ASSIGNED TASK - Give, as a bare number, the count of lines below that contain "vent".

Referring expression pointing data:

Content starts

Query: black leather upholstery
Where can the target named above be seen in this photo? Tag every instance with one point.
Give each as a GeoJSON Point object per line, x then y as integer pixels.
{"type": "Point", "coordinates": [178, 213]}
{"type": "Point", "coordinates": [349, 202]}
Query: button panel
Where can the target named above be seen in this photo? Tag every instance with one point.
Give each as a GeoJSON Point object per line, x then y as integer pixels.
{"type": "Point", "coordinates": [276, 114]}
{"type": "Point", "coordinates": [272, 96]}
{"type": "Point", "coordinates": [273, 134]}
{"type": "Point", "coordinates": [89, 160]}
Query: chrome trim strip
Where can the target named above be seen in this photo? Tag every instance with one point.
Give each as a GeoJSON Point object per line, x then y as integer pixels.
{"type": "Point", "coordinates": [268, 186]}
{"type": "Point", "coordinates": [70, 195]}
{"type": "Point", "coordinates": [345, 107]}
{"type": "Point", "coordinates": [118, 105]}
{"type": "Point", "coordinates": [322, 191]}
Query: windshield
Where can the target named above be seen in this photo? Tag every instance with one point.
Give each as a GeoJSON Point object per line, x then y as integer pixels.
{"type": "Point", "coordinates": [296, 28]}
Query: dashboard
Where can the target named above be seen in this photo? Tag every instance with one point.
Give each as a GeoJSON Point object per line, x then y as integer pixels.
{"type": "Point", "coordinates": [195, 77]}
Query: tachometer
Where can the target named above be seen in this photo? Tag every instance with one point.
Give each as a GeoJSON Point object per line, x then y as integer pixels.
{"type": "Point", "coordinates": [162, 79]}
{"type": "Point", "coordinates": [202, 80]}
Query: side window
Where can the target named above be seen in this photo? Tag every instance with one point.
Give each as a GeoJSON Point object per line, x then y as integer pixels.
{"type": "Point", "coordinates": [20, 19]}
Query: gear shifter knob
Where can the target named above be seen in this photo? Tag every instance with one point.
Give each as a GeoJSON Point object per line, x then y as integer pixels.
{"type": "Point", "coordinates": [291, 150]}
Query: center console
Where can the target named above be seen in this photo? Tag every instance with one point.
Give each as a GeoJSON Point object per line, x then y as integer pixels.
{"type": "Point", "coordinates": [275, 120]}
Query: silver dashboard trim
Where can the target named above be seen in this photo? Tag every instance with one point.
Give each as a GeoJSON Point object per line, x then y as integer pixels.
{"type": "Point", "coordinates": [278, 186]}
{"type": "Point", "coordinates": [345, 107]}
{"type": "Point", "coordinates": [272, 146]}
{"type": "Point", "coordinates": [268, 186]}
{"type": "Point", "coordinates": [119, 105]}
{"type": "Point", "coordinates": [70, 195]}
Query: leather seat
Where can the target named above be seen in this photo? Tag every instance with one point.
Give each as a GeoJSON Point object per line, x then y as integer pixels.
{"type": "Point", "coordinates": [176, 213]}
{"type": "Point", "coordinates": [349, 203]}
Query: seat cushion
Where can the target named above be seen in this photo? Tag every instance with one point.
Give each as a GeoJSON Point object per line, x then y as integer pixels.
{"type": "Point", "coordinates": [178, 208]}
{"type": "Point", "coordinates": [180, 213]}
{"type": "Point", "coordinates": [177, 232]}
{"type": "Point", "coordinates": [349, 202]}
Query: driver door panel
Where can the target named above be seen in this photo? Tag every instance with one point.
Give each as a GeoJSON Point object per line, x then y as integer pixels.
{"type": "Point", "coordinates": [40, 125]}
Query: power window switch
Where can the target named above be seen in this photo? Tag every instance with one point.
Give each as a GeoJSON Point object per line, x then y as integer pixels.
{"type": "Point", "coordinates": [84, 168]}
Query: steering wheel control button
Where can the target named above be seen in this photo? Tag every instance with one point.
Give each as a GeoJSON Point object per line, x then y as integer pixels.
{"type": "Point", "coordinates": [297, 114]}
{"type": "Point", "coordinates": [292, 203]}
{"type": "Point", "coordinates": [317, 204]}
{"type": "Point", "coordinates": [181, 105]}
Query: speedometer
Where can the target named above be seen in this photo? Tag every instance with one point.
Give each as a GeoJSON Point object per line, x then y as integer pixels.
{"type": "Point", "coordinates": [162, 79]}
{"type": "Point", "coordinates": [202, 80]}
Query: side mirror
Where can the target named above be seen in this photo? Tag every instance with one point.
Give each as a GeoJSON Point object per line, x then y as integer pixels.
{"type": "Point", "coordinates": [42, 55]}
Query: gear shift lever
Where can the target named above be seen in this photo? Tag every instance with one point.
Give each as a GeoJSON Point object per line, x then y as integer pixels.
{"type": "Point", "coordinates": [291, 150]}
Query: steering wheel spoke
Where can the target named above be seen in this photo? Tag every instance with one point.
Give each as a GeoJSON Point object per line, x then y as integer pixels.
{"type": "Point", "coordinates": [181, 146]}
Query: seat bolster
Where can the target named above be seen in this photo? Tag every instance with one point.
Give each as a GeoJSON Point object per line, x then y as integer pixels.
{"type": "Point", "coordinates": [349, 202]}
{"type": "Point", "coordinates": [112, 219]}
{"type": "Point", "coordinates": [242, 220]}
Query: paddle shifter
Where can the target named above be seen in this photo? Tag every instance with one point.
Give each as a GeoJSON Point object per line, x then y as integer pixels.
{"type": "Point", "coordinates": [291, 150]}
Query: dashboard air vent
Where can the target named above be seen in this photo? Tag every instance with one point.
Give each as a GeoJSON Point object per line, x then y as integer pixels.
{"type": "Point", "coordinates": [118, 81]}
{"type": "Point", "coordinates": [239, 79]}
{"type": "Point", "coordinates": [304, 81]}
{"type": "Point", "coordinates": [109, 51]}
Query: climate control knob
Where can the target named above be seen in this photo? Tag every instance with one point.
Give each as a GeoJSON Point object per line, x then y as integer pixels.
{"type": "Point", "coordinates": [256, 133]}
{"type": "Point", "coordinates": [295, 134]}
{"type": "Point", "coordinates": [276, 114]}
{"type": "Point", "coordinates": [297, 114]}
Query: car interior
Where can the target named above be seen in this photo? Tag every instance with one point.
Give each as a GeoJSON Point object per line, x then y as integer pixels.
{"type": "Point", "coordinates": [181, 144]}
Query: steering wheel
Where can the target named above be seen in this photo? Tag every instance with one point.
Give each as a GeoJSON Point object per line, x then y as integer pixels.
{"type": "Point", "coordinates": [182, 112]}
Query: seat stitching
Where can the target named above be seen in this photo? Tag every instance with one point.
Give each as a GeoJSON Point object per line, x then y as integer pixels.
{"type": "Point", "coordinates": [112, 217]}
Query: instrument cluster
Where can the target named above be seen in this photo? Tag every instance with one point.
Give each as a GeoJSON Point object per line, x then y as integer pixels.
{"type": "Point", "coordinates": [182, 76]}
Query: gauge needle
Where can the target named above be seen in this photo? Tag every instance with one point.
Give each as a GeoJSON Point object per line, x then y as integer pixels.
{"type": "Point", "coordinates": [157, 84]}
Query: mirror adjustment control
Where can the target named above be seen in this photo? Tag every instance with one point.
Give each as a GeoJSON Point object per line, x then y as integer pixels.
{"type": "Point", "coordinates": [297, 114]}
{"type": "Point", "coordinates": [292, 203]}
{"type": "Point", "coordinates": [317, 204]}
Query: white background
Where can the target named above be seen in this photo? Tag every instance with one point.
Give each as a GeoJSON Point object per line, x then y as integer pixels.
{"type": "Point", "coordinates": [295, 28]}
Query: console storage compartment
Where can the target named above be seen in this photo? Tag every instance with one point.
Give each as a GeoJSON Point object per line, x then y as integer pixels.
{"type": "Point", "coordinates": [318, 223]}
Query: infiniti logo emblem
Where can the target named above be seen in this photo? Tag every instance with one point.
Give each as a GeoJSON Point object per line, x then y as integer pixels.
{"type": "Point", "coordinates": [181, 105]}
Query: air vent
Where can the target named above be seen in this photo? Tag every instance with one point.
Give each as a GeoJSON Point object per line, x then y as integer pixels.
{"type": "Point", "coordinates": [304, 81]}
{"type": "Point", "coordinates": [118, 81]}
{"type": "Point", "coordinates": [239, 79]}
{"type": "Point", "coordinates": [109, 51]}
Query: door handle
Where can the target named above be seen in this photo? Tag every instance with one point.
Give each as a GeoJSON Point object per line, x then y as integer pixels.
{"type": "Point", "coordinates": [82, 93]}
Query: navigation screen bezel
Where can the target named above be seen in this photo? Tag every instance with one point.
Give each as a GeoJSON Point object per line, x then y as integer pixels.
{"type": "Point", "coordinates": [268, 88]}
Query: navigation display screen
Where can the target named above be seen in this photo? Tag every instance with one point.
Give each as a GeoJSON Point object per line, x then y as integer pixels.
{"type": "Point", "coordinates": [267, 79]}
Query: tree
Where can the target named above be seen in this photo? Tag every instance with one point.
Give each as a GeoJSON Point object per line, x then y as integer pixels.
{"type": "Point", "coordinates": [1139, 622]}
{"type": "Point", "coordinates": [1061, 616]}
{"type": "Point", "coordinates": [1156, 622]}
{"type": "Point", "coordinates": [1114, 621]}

Content ends

EXERCISE RESPONSE - 2